> [Given information]:
________

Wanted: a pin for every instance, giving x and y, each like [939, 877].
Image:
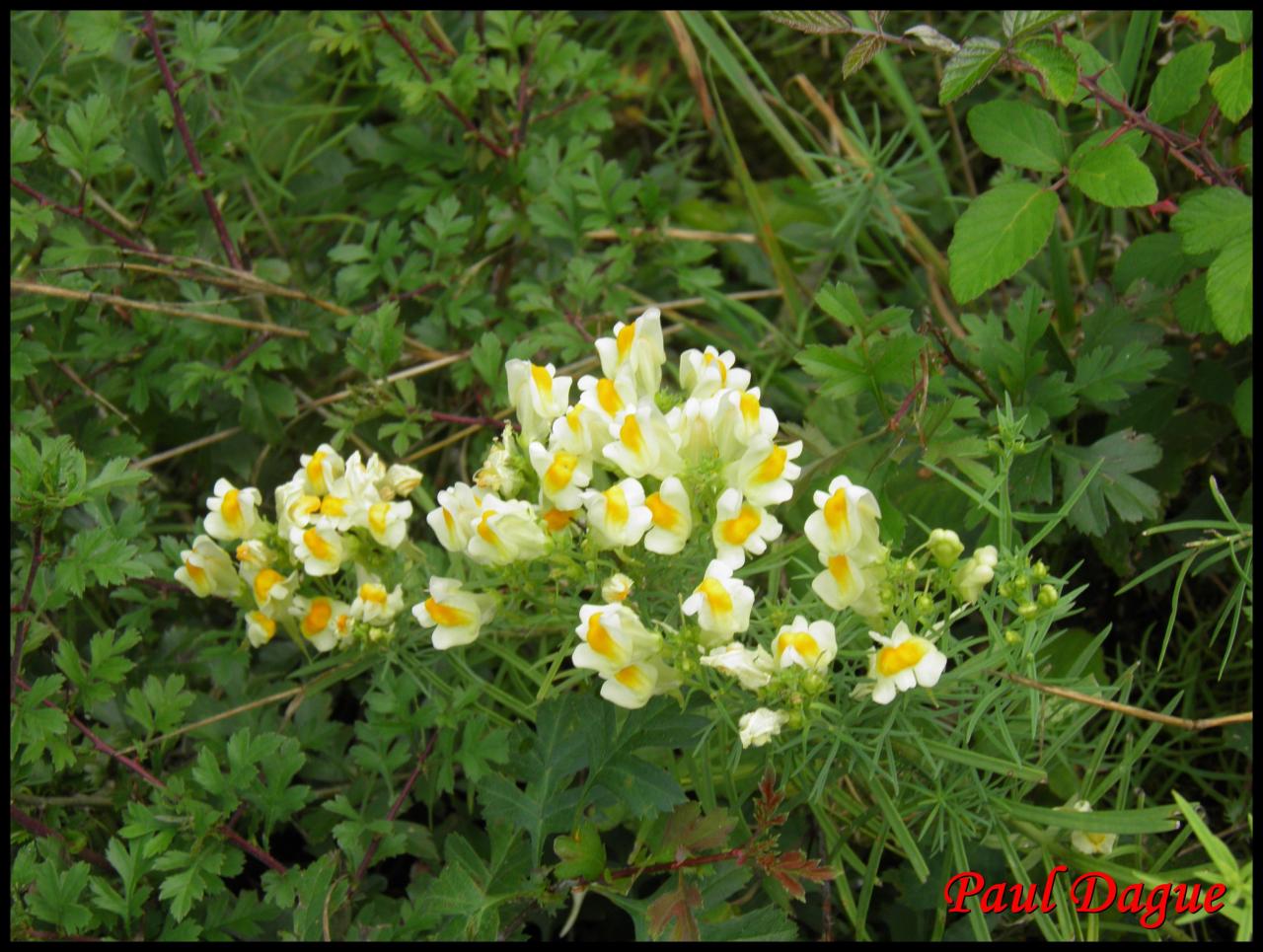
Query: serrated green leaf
[998, 234]
[1018, 134]
[1212, 219]
[1230, 288]
[1113, 177]
[1177, 86]
[1055, 66]
[1232, 85]
[978, 55]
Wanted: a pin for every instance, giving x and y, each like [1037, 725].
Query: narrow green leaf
[997, 235]
[1018, 134]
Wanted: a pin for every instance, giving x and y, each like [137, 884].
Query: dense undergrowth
[997, 270]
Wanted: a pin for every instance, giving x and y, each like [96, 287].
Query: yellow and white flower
[672, 518]
[636, 346]
[842, 583]
[321, 470]
[765, 473]
[705, 373]
[233, 513]
[459, 508]
[618, 517]
[738, 419]
[505, 531]
[374, 604]
[977, 572]
[845, 522]
[317, 621]
[641, 443]
[1090, 842]
[752, 668]
[759, 726]
[720, 603]
[321, 550]
[537, 394]
[388, 523]
[260, 629]
[902, 662]
[271, 590]
[456, 615]
[807, 645]
[740, 528]
[207, 569]
[562, 476]
[613, 637]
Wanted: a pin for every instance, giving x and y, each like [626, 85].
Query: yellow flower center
[892, 660]
[316, 473]
[716, 596]
[557, 519]
[264, 582]
[317, 617]
[735, 532]
[616, 506]
[268, 625]
[317, 546]
[446, 615]
[600, 640]
[631, 434]
[663, 513]
[560, 472]
[772, 466]
[333, 505]
[608, 397]
[632, 678]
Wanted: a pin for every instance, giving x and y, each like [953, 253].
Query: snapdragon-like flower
[207, 569]
[388, 523]
[1090, 842]
[562, 476]
[807, 645]
[321, 470]
[845, 522]
[720, 603]
[752, 668]
[317, 621]
[641, 443]
[537, 394]
[902, 662]
[459, 509]
[765, 473]
[672, 518]
[613, 637]
[618, 517]
[977, 572]
[456, 615]
[505, 531]
[636, 346]
[740, 528]
[321, 550]
[738, 420]
[759, 726]
[705, 373]
[234, 511]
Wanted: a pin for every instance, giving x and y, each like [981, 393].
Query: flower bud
[945, 546]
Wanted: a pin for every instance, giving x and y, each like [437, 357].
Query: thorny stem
[447, 104]
[187, 136]
[134, 767]
[23, 606]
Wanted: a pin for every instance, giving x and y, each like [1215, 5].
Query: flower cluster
[334, 519]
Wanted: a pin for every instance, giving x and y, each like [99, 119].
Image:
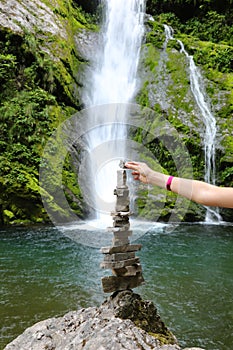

________

> [Written problem]:
Which lines in the items above contain the string "leaf" with matching case? Pull out every such line and copy it in full.

> [Exercise answer]:
Query: serrated green leaf
Query: narrow green leaf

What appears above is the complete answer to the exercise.